U.S. Senate Approves LGBT Non-Discrimination Bill, but Challenges Remain in the House

12/31/2013 / Andrew D. Moran

On November 7, 2013, the United States Senate passed bill S.815, officially titled the Employment Non-Discrimination Act (ENDA), by a vote of 64 to 32. If passed, ENDA would make it unlawful for employers with 15 or more employees to refuse to hire, discharge, or otherwise discriminate against employees or job applications because of actual or perceived sexual orientation or gender identity. ENDA also contains a provision which would prohibit discrimination based upon an employee’s association with an individual protected on account of actual or perceived sexual orientation or gender identity. 
 
Like many state and federal non-discrimination laws, ENDA contains a non-retaliation provision which prohibits discrimination against individuals who oppose practices made unlawful by ENDA or who initiate or participate in investigations or proceedings under the Act. ENDA would only permit claims of discriminatory treatment, not disparate impact, meaning employees and applicants could not successfully allege that a facially-neutral policy has a discriminatory impact on the basis of sexual orientation or gender identity. In order to establish an unlawful employment practice, a complaining party would be required to establish that actual or perceived sexual orientation or gender identity was a motivating factor in such practice. Remedies under ENDA would include back pay, compensatory and punitive damages, and a reasonable attorney’s fee to a prevailing party.
 
Even though ENDA received supporting votes from ten Republican Senators, the proposed legislation faces an uphill battle in the Republican-controlled House of Representatives. A number of House leaders have voiced opposition to ENDA, including concerns that the proposed legislation is overly broad and would lead to frivolous litigation. 
 
Even if the House does not vote to pass ENDA, employers should be aware of state and local laws which already prohibit employment discrimination on the basis of sexual orientation. The Minnesota Human Rights Act, for example, prohibits discrimination on the basis of sexual orientation, which includes having a self-image or identity not traditionally associated with one’s biological gender. In addition, the Equal Employment Opportunity Commission (EEOC) has taken an aggressive stance with regard to LGBT discrimination, consistent with its Strategic Enforcement Plan for 2013-2016 which identifies “coverage of lesbian, gay, bisexual and transgender individuals under Title VII” as a top enforcement priority.

* Records shown *
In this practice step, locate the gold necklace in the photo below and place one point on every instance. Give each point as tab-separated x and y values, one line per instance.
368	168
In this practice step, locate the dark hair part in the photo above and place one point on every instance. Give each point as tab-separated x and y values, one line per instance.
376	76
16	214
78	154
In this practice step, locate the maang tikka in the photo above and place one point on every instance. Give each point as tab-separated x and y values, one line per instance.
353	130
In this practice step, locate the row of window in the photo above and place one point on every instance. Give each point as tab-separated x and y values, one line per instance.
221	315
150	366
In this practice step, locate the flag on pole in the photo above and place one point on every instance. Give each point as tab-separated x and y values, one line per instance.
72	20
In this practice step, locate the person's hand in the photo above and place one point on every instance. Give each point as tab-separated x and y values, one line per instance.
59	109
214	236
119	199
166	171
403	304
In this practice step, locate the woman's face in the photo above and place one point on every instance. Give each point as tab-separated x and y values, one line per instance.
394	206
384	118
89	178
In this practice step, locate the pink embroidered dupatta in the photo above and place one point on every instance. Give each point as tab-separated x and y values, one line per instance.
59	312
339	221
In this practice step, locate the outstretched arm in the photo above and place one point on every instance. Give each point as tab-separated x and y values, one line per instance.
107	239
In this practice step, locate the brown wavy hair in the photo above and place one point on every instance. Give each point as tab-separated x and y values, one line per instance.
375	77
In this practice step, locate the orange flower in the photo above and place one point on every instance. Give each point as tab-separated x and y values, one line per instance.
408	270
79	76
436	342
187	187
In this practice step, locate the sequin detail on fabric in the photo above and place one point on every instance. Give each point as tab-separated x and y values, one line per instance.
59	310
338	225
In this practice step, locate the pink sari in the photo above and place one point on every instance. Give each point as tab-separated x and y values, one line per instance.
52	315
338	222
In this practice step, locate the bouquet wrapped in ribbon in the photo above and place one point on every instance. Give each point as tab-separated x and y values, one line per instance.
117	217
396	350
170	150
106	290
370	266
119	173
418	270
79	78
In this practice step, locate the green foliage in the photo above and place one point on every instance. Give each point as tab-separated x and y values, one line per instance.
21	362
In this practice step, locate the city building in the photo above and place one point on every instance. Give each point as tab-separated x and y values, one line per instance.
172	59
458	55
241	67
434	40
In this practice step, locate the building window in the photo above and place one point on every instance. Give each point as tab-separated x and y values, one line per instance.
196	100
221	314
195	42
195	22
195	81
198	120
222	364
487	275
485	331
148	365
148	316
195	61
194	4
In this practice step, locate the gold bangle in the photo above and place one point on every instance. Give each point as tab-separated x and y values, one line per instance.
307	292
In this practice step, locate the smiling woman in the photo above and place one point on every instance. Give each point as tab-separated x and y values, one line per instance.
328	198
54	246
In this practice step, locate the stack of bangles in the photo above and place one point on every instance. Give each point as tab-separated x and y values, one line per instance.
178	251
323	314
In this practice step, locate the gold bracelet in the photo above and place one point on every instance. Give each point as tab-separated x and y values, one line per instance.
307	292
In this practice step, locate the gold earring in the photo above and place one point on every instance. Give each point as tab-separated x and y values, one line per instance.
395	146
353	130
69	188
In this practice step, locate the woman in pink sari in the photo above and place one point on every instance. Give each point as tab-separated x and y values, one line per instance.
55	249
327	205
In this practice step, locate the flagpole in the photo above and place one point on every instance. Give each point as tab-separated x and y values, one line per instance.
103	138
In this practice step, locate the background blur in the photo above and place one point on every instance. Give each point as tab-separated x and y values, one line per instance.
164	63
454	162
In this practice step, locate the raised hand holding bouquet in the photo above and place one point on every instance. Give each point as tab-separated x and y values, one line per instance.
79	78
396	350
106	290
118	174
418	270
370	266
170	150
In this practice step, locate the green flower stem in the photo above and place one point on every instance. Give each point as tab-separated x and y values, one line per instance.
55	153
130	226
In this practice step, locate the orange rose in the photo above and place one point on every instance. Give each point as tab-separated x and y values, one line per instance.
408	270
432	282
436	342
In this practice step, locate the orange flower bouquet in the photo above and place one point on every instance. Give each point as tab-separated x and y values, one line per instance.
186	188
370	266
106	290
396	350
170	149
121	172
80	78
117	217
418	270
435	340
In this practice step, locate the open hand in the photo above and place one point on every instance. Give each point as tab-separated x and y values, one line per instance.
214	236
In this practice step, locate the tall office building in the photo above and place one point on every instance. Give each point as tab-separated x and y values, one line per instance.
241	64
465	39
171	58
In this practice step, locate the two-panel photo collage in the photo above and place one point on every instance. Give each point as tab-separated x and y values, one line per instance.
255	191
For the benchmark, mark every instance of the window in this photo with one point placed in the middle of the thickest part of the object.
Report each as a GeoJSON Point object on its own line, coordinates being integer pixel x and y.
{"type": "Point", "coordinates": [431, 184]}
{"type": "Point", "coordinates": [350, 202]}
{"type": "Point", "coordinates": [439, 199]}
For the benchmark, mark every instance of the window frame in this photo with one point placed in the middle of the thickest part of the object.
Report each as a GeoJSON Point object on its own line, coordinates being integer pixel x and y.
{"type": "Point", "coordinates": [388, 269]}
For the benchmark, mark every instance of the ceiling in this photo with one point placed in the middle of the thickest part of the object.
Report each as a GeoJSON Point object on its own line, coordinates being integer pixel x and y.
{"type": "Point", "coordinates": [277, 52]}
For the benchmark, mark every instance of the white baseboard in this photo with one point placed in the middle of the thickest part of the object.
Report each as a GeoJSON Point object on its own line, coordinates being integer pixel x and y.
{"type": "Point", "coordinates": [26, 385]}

* Exercises to complete *
1) Decide whether each statement agrees with the article on the Senate's ENDA vote, answering yes or no and quoting the words of the article that settle it: (a) the Senate passed ENDA by a vote of 64 to 32; (b) ENDA would let employees bring claims of disparate impact; (c) ENDA would cover employers with 10 or more employees.
2) Continue the article on the Senate's ENDA vote from the end of its last paragraph.

* Results for each task *
1)
(a) Yes: "by a vote of 64 to 32."
(b) No: "ENDA would only permit claims of discriminatory treatment, not disparate impact."
(c) No: "employers with 15 or more employees."

2)
 
The EEOC recently secured a $50,000 settlement agreement for an employee of a South Dakota supermarket who alleged she was fired because of her transgender status. The employee had worked for the supermarket for five years when she informed her employer that she intended to transition from male to female at work. According to the employee, she was told that she was “making other employees uncomfortable” with her transition. The charge filed with the EEOC alleged that her termination constituted unlawful sex-based discrimination under Title VII of the Civil Rights Act of 1964. After the EEOC found that there was reasonable cause to believe the employer had violated Title VII, the parties agreed to settle the dispute. 
 
Employers should monitor the status of ENDA as it moves through the House of Representatives. Even if ENDA does not become law, employers should be mindful of sexual orientation and gender identity discrimination issues in the workplace. The EEOC has made clear its commitment to battling discrimination toward employees on the basis of sexual orientation and gender identity, and is expected to pursue significant and aggressive enforcement action in this area. Employers should review their policies and procedures for compliance with state, federal and local employment laws and ensure that workers are well-trained regarding harassment in the workplace.